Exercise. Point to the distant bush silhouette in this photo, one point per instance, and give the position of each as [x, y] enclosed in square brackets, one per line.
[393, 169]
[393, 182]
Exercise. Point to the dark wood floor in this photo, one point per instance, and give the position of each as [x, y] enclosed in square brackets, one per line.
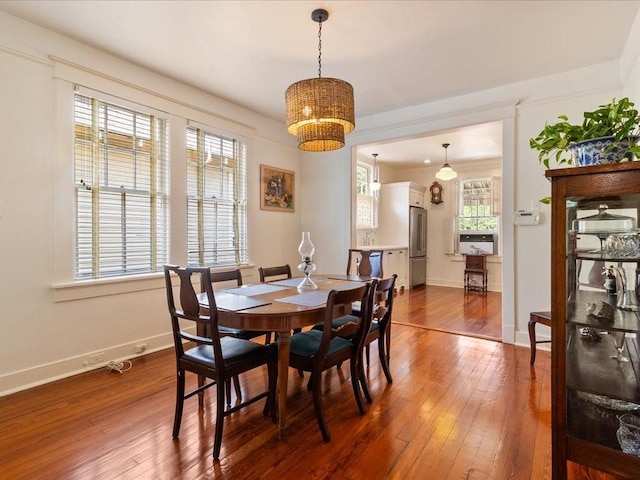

...

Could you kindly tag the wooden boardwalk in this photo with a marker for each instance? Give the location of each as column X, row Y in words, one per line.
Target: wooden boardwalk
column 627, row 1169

**REQUIRED ACTION**.
Look above for the line with "Exercise. Point to the distant" and the line with "Exercise. Point to the dark". Retype those two lines and every line between them exactly, adding nothing.

**ANSWER SECTION**.
Exercise. Point to the distant bush silhouette in this photo, one point per instance, and give the position of each as [x, y] enclosed in square brackets, one per line.
[393, 169]
[393, 182]
Exercise. Point to the dark wood floor in this photo, one point per instance, and give the position of each as [x, y] enclosed in square brackets, one per line.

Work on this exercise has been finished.